*WHAT NEEDS TO BE DONE:*
Count the lines in the records below that contain the word "keys", with case taken into account. Give only the number.

*PROVIDED INFORMATION:*

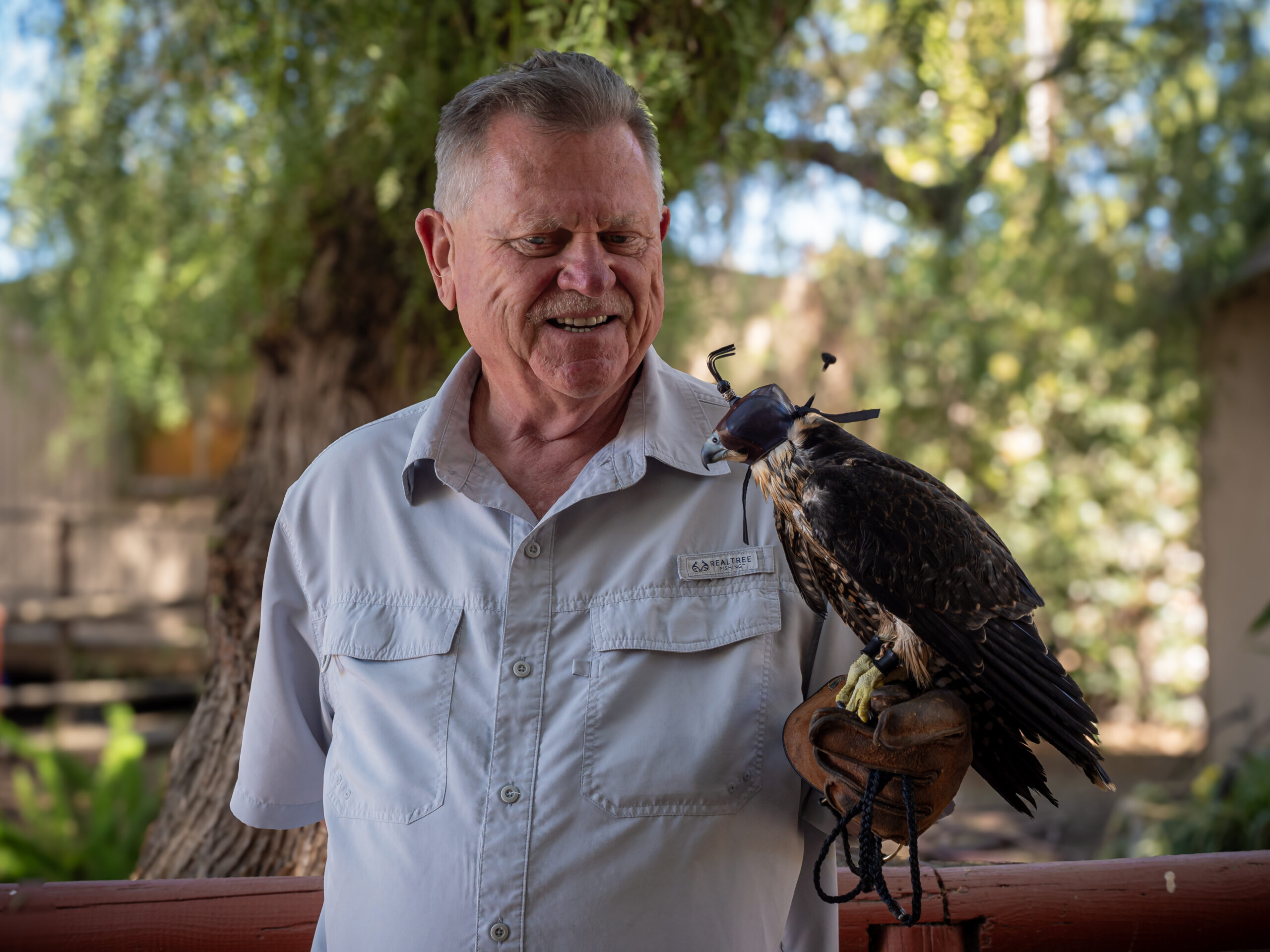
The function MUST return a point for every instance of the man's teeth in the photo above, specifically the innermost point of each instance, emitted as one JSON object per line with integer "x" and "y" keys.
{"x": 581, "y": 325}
...
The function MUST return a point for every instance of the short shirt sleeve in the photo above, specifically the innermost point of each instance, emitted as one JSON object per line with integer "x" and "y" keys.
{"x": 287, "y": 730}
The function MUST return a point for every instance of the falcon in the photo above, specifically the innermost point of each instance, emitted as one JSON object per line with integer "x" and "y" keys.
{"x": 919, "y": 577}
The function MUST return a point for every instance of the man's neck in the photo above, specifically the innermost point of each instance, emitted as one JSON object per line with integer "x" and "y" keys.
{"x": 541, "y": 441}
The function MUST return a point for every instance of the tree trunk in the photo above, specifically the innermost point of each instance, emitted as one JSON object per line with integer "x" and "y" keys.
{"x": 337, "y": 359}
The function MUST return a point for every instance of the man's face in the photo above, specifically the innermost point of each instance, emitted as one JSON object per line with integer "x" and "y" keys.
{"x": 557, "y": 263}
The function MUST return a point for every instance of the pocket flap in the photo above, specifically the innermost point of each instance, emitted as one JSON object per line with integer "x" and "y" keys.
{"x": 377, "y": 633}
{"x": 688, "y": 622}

*EXERCISE RESPONSE:*
7